“Şanslı hastayım” vesselam

Köşe Yazısı
11 Kasım 2009 Çarşamba

Vladi BENBANASTE


Siz “şey” (bakınız geçen bölümler) olmuşsunuz teşhisinden sonra, refleks bir kararla İsrail de ‘şey’in ne kadar gerçek olduğuna bakmaya karar verdim. Neden İsrail? Akrabalar var (otel yok), kuzenler var (taksi yok), dostlar - tanıdıklar var (doğru kişilere ulaşmakta zorluk yok), ayrıca kuzenimin oğlunun bar-mitzvası var oraya da gideriz. (Bir taşla birden fazla kuş) Cuma sabah aldığım bu karar ile cumartesi aksamı İsrail’e ulaştık. Pazar sabah randevumuz var. “Kipur. Dur dediler, çalışmazlar dedilerse de biz doktordan aldığımız randevuya güvenerek uçağa atladık, bu kadar kısa sürede organize olup bana en uzman, en profesör, en batın bölgesi onkologu, ‘en’lere ulaşmamı, görüşmelerimi, randevularımı ayarlayan kayınpederime ve D.K. ailesine minnettarım.

* * * *

**Alıştırma yönergeleri**.
**1.** Köşe yazısının “Vladi BENBANASTE” sözleriyle açılıp “D.K. ailesine minnettarım.” ile kapanan kısmını, “kayınpederime” yerine “kayınvalideme” koyarak yeniden yazar mısınız?
**2.** İsrail yolculuğunu anlatan köşe yazısını bittiği yerden devam ettirebilir misiniz?
Bu alıştırmayı yapmak için öğelere gerek yok.

* * * *

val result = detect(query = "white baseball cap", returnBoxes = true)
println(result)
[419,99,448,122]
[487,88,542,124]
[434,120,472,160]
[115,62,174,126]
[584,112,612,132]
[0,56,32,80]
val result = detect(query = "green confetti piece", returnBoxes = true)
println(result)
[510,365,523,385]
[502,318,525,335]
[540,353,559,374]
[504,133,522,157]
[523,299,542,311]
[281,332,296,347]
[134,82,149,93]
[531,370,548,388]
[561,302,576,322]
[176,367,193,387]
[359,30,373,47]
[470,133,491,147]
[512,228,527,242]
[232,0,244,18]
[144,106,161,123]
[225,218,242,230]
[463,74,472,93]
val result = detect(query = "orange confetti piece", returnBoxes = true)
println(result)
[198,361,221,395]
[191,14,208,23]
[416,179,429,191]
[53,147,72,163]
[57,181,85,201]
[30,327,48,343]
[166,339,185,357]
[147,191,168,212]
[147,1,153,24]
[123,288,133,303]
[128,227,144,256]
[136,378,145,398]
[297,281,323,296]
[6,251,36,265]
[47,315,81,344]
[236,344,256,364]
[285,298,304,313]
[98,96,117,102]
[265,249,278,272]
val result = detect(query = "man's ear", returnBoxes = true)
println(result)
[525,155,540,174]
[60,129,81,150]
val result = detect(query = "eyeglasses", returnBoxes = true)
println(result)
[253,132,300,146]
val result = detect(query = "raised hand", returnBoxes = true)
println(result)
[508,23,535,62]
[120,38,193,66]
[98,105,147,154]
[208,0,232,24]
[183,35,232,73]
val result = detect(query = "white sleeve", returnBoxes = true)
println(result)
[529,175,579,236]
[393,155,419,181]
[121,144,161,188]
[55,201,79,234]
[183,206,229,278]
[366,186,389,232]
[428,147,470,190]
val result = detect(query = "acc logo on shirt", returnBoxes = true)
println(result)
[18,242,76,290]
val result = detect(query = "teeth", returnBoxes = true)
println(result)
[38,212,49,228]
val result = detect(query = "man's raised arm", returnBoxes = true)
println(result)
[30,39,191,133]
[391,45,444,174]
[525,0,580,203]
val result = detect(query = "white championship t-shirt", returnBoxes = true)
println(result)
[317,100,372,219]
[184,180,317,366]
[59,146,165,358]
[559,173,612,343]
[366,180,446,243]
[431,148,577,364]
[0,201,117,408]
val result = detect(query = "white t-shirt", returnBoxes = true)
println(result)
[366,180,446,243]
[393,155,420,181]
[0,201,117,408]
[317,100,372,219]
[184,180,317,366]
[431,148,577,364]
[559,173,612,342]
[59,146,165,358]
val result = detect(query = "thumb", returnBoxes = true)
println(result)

* * * *

**Beklenen cevaplar**.
**1.**
Vladi BENBANASTE


Siz “şey” (bakınız geçen bölümler) olmuşsunuz teşhisinden sonra, refleks bir kararla İsrail de ‘şey’in ne kadar gerçek olduğuna bakmaya karar verdim. Neden İsrail? Akrabalar var (otel yok), kuzenler var (taksi yok), dostlar - tanıdıklar var (doğru kişilere ulaşmakta zorluk yok), ayrıca kuzenimin oğlunun bar-mitzvası var oraya da gideriz. (Bir taşla birden fazla kuş) Cuma sabah aldığım bu karar ile cumartesi aksamı İsrail’e ulaştık. Pazar sabah randevumuz var. “Kipur. Dur dediler, çalışmazlar dedilerse de biz doktordan aldığımız randevuya güvenerek uçağa atladık, bu kadar kısa sürede organize olup bana en uzman, en profesör, en batın bölgesi onkologu, ‘en’lere ulaşmamı, görüşmelerimi, randevularımı ayarlayan kayınvalideme ve D.K. ailesine minnettarım.

**2.**
İsrail’de uçak tekerleklerini yere kondurunca ‘adetten’dir derhal cep telefonları açılır. Ve eşe dosta sağ salim geldik, iyiyiz denir. Telefonlarını açmayanlar ayıplanır… Bizler Türk usulü, gümrük polisinin önüne gelene kadar bekledik veeee; teorik olarak ertesi sabah beni endoskopiye sokacak doktoru aradık “yarın Kipur, bir şey yapamayız, ama sabah seni otelde ziyarete gelirim. İlk muayene pazartesi demesi” bizleri şaşırttı, herhalde Kipur olduğunu yeni öğrenmiş olacak! Bunun üzerine ver elini Tel Aviv’in kıyı şeridindeki gözümüze kestirdiğimiz bir lokanta… Stres bazılarının iştahını keser (şanslı azınlık), bazılarının iştahını açar (şanssız çoğunluk). Bende ise “sürekli bir zihinsel açlık” yaratır. (Dipsiz kuyu sendromu) garsona “menüyü getir” dedim. Avrupa Yakası’ndaki Şahika usulü, ne varsa yiyeceğim.

Ertesi sabah -bahçesindeki çimenleri yeni biçmiş de, şimdi de denize gidiyor kılıklı- profesör ile lobi de görüştük, fil-inta delikanlı göbeğimi beğenmiş olacak ki, “bu bile ‘şey’in çok başında olduğunu gösterir” diyerek bizlere moral verdi. “Pazartesi görüşürüz” şeklinde sözleştik.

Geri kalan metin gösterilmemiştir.